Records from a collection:
━━━━━━━━━━━━━━━━

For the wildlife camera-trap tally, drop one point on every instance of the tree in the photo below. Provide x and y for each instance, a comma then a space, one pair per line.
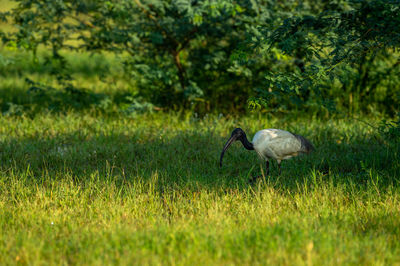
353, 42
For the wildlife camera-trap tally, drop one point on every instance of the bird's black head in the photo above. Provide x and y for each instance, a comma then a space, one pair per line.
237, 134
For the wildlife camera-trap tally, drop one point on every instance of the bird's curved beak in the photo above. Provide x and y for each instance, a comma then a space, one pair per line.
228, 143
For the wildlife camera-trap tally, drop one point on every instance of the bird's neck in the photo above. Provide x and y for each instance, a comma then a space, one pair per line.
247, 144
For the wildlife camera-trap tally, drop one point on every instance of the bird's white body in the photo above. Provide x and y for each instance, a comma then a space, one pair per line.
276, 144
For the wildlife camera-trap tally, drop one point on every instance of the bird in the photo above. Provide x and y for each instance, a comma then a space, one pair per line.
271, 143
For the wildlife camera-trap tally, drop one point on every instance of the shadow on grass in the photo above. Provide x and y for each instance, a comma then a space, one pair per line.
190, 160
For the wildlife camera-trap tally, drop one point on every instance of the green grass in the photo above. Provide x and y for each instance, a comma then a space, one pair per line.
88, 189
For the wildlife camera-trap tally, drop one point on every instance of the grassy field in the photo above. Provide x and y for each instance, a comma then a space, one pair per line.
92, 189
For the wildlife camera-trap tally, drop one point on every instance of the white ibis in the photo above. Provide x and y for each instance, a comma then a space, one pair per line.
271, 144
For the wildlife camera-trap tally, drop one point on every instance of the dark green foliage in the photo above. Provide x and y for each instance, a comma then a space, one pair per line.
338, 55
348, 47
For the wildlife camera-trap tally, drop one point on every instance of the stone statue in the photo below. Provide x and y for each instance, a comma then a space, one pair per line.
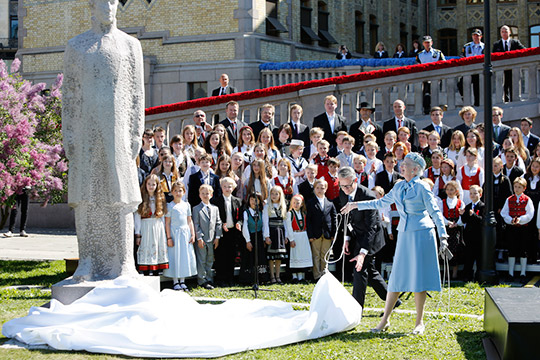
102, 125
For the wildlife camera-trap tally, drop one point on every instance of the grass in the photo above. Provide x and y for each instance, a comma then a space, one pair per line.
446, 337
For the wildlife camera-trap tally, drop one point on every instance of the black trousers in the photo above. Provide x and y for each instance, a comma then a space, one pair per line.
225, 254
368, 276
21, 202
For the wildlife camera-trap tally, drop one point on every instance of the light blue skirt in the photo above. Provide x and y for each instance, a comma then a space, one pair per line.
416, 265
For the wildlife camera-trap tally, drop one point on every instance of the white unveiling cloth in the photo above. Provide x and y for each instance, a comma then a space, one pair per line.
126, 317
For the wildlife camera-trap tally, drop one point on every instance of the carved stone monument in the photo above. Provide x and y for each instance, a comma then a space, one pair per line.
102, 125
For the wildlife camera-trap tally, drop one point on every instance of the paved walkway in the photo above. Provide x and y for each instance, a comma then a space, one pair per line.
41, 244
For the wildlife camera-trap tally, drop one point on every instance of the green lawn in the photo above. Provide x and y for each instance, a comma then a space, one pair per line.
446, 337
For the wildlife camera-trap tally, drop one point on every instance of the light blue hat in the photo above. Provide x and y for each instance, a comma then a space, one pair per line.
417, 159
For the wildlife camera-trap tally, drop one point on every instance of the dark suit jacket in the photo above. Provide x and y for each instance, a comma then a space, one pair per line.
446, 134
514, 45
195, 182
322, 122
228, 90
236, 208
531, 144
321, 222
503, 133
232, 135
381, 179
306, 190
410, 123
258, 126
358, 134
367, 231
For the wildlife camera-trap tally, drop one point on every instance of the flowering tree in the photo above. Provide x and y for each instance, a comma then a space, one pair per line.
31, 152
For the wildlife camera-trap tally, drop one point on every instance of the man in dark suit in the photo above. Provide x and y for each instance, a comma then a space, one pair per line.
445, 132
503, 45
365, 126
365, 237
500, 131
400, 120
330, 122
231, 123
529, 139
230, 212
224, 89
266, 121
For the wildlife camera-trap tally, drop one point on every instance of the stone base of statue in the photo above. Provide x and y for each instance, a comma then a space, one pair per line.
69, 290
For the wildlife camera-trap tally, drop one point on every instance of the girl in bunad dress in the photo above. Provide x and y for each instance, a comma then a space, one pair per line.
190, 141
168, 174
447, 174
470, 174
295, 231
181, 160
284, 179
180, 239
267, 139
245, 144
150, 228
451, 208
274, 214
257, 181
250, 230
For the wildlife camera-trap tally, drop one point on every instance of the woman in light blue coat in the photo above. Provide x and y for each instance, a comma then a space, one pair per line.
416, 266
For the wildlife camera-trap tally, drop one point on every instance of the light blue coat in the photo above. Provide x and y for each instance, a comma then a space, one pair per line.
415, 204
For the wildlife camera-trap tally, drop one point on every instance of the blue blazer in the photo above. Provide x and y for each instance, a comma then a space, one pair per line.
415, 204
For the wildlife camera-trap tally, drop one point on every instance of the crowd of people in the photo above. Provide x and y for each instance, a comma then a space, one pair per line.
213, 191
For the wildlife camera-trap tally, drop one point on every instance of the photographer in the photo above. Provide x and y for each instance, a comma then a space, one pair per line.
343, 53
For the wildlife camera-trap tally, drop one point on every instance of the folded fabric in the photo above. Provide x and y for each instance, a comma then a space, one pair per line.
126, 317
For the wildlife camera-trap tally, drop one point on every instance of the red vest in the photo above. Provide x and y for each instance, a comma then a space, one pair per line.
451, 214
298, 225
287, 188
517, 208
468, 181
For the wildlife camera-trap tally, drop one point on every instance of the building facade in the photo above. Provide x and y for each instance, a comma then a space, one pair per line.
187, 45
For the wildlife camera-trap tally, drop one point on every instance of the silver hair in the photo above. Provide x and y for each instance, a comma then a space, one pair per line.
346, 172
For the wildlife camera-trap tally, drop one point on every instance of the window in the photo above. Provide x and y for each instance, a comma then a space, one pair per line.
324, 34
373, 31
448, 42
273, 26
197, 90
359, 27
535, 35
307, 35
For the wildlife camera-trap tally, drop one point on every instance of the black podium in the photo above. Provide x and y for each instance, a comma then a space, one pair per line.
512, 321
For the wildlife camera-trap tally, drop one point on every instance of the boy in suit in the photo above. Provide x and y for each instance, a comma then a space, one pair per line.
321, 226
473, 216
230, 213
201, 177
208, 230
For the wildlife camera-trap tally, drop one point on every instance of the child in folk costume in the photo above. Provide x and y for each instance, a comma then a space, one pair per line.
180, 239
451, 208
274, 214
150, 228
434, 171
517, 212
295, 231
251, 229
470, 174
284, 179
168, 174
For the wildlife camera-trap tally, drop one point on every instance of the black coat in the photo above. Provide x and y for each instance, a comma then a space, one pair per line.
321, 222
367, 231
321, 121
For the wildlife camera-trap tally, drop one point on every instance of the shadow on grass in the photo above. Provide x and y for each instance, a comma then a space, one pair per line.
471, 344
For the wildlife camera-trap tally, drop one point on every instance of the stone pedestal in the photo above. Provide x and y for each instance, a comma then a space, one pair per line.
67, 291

━━━━━━━━━━━━━━━━

## DIRECTIONS
Beginning at the line that contains "the black coat", retype each line of the listing up to and including the last one, exactly as it stands, and nothing else.

## TASK OUTPUT
For the wildlife camera-trap tally, drop one point on every instance of the black coat in the photo above. Provide x and y for each instance, a comma then a space, one pair per line.
321, 222
367, 231
321, 121
For the wildlife camera-trap tally, drop one point on every instance of the shadow on grass in the photo above. Provide x and y for each instance, a comma then a space, one pair per line.
471, 344
For the wildlife camera-trap tally, drop one point on every instance of the stone pedestal in the photo above. Provide x and y for each instance, a comma then a space, one pair per line.
67, 291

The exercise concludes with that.